PROBLEM SET:
1 - In the forum post, which physical pins carry the 3V3 power that cannot be switched by coding?
2 - Please rewrite the records from their first line to the line with "[676,0,798,156]", replacing "Can you mark" with "Can you outline" and keeping everything else the same. Omit the pictures.

PAGE:
Sat Jul 18, 2015 7:40 pm

vincexie369 wrote:im sorry i meant solid state relays haha:
http://www.amazon.com/Input-3-32V-Outpu ... 74820011_5

How about the 3.3V outputs? can you switch those, or are those constant too? thanks for the reply
The 3V3 on physical pins 1 and 17 are full time power only and are not switchable by coding.
The 3V3 and 5V and Grounds are technically not really GPIO even though they are contained what many call 'the GPIO header'.

The relay may or may not work on a GPIO? It's right on the specification edge. If not then add a transistor switch to a GPIO pin of your choice and use it to switch the 5V power to the relay inputs.

BTW what voltage do you plan to connect to the output of the relay? The one in your link is for DC output only.

DATA SHOWN:
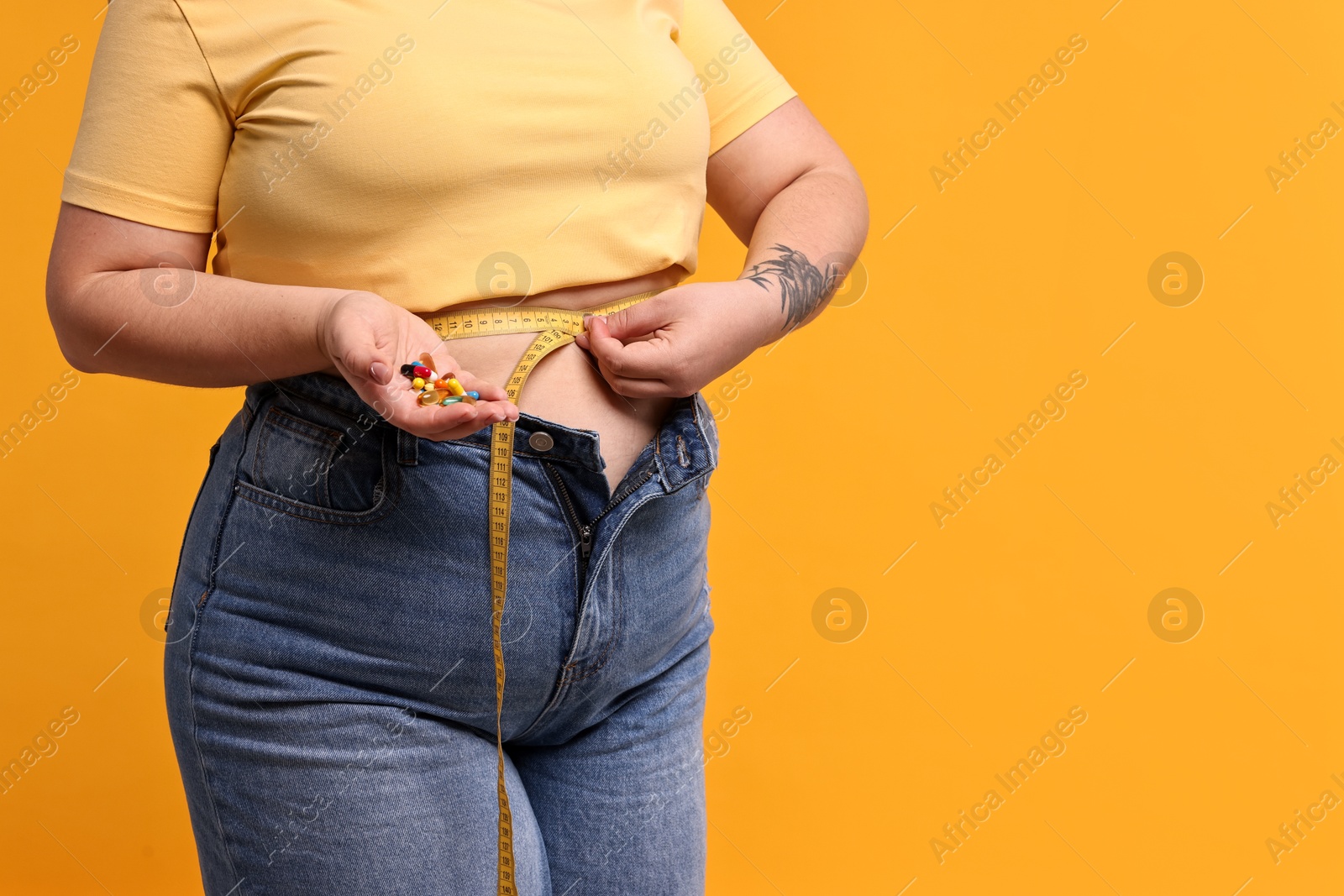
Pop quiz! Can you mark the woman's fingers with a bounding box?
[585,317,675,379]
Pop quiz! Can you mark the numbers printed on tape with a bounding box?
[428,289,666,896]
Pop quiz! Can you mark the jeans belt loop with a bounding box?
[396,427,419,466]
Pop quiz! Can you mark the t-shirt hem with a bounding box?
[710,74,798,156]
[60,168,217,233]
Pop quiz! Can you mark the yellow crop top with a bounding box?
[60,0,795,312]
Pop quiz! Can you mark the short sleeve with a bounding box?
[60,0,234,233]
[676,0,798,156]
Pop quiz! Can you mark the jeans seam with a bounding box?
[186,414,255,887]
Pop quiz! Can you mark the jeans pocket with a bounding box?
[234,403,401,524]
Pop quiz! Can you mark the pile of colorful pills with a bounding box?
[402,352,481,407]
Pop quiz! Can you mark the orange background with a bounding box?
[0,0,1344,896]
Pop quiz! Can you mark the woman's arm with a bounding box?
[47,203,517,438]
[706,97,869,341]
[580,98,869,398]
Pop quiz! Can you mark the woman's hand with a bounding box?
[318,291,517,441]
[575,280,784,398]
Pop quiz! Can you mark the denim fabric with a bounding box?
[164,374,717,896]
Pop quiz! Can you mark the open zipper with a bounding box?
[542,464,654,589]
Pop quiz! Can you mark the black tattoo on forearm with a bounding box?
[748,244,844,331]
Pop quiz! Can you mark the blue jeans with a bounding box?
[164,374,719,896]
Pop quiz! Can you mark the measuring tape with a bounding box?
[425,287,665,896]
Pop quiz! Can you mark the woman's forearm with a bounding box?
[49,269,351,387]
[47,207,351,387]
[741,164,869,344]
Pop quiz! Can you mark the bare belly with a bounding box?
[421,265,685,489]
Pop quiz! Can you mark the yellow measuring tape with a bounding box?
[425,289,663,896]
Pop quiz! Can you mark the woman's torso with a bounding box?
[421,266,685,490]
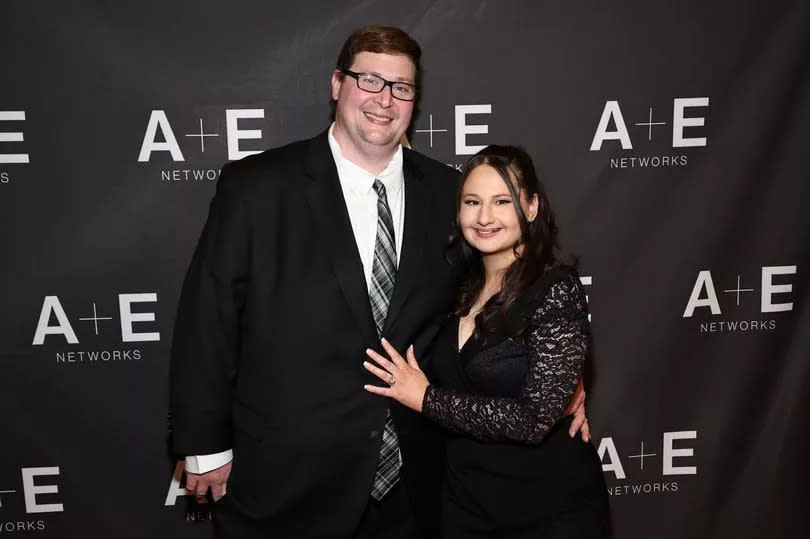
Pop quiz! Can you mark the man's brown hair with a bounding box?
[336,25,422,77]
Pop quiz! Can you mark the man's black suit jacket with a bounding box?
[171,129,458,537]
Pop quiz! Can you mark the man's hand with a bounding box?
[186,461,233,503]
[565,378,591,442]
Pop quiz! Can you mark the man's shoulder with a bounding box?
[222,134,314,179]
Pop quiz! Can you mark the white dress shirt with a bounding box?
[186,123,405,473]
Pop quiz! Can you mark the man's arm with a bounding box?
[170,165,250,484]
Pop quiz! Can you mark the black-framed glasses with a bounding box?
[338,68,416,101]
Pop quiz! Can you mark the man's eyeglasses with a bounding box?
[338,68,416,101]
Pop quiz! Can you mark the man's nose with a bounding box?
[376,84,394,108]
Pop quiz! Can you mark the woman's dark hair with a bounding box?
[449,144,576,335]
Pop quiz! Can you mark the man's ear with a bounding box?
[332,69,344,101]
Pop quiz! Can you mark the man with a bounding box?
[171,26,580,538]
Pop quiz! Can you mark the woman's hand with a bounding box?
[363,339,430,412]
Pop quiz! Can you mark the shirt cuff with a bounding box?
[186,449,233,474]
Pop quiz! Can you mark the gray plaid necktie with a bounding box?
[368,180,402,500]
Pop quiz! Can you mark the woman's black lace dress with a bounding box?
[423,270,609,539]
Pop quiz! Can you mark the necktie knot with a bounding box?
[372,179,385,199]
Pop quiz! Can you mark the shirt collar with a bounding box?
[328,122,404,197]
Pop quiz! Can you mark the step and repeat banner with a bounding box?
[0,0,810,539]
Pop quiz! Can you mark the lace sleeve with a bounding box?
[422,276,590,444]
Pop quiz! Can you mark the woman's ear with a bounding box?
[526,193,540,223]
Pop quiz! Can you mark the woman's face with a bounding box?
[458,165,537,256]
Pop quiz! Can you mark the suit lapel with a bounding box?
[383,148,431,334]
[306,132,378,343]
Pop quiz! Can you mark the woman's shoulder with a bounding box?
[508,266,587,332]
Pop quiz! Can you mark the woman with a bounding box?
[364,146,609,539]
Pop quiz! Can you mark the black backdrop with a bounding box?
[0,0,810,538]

ANSWERS:
1 - Physical pins 1 and 17.

2 -
Pop quiz! Can you outline the woman's fingers with a bounding box?
[585,317,675,379]
Pop quiz! Can you outline the numbers printed on tape with a bounding box?
[428,289,666,896]
Pop quiz! Can you outline the jeans belt loop with a bounding box?
[396,427,419,466]
Pop quiz! Can you outline the t-shirt hem with a bounding box?
[710,74,798,156]
[60,168,217,233]
Pop quiz! Can you outline the yellow crop top with a bounding box?
[60,0,795,312]
Pop quiz! Can you outline the short sleeve with a bounding box?
[60,0,234,233]
[676,0,798,156]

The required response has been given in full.